= GIVEN REQUEST =
Display each line of the entries below that contains the word "person", reproducing every such line in full.

= GIVEN INFORMATION =
= = = = =
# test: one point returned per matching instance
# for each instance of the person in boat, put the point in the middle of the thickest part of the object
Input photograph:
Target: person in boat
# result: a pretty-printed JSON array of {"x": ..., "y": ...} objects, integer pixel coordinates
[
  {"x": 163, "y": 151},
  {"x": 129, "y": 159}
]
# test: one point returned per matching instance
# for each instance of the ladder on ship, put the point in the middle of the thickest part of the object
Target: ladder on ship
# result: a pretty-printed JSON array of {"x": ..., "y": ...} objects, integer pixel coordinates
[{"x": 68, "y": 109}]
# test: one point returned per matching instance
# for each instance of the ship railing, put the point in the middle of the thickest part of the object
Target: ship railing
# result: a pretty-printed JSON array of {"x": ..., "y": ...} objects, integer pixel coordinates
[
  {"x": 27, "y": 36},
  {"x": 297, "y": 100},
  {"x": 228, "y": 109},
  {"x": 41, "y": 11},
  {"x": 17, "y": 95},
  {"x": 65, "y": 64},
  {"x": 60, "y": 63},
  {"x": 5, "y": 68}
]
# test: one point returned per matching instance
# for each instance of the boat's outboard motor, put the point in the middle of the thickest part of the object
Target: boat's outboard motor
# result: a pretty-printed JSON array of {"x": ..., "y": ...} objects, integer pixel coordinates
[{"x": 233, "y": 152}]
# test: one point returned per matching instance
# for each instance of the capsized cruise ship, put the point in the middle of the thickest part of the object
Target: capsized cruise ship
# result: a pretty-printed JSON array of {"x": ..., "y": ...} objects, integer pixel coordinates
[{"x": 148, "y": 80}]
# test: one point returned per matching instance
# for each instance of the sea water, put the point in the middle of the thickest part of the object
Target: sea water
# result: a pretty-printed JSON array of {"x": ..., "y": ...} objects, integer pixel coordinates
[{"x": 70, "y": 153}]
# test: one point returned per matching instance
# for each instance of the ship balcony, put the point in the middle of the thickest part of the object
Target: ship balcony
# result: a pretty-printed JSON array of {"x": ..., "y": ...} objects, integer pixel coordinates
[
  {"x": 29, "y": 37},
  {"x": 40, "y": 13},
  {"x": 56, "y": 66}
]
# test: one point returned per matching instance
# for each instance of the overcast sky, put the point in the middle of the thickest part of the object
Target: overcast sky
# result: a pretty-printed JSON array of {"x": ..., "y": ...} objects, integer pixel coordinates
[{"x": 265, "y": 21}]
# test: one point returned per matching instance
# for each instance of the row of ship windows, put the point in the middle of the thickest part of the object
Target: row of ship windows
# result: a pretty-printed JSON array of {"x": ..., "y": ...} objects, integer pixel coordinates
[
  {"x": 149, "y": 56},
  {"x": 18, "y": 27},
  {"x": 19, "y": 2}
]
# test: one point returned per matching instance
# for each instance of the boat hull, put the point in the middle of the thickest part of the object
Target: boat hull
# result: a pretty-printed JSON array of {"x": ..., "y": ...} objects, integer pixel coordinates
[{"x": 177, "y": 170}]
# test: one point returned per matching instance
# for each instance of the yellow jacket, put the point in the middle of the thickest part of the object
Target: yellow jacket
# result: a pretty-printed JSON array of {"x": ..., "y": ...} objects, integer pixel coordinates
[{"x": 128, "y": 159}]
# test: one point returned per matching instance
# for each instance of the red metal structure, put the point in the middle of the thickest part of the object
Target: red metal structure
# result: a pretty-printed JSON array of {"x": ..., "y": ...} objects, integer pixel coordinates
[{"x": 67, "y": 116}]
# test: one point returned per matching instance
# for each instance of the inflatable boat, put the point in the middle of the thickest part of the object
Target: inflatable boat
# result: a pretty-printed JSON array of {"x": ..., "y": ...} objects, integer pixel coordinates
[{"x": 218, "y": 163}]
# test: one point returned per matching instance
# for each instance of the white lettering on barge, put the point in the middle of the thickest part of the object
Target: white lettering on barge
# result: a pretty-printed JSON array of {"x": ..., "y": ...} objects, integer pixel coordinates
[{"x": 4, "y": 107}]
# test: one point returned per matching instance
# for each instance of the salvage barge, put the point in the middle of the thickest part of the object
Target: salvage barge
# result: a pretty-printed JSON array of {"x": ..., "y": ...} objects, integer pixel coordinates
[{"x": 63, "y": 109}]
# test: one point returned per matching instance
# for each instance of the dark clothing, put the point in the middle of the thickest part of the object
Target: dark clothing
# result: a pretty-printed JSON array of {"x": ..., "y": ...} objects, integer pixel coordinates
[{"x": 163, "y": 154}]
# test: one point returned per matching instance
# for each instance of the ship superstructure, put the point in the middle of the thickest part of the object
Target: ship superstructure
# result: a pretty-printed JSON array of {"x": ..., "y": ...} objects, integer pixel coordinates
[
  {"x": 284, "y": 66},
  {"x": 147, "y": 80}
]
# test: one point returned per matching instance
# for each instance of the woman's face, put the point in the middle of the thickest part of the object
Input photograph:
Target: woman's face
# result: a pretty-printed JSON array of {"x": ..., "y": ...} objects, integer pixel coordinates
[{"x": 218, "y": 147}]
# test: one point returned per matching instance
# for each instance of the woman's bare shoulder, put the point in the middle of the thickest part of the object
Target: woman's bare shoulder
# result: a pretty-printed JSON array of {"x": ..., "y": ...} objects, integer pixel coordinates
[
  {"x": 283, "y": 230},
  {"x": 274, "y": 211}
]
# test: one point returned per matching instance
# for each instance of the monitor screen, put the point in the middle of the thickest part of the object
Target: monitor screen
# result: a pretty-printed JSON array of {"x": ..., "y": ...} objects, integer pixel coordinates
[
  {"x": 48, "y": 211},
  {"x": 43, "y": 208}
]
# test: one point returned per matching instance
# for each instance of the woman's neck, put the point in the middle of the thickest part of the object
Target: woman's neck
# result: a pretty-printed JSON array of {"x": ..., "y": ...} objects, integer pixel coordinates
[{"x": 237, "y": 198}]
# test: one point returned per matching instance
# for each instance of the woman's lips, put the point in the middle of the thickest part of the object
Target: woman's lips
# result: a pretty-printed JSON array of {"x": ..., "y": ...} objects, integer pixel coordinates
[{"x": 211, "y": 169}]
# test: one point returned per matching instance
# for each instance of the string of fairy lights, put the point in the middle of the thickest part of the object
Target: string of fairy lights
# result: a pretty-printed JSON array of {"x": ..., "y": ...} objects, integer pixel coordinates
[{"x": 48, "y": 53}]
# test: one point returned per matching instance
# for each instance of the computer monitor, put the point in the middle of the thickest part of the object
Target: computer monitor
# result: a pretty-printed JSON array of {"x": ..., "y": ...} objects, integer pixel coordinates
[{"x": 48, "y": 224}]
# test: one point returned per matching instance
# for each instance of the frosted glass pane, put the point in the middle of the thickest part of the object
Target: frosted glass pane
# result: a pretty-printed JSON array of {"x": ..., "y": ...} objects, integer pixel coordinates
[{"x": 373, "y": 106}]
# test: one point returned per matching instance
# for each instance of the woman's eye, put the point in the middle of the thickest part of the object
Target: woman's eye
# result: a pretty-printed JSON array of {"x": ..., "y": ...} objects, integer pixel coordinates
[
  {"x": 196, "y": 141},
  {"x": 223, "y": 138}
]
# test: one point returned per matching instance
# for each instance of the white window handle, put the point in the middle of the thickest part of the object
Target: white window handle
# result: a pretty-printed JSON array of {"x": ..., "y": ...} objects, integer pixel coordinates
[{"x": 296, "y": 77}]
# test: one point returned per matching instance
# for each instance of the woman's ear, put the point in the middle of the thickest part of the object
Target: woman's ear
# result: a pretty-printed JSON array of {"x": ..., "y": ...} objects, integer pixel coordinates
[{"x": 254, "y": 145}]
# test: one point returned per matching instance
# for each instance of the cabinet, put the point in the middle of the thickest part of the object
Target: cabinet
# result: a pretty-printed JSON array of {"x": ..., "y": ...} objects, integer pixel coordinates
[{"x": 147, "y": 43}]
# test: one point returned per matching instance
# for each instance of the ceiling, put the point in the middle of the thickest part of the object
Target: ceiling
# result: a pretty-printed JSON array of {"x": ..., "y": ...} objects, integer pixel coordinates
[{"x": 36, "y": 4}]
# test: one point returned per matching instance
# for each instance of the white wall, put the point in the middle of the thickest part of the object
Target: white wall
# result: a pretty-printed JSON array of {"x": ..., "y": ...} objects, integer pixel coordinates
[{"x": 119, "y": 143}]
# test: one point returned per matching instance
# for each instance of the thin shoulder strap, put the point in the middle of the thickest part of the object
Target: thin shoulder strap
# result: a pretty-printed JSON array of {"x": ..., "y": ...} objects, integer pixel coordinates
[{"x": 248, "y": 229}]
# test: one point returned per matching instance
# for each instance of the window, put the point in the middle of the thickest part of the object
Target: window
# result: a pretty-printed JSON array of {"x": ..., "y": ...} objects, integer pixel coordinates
= = = = =
= ANSWER TO THIS PROBLEM =
# for each instance of the person in boat, put the point in the middle of the thickest part of the object
Target: person in boat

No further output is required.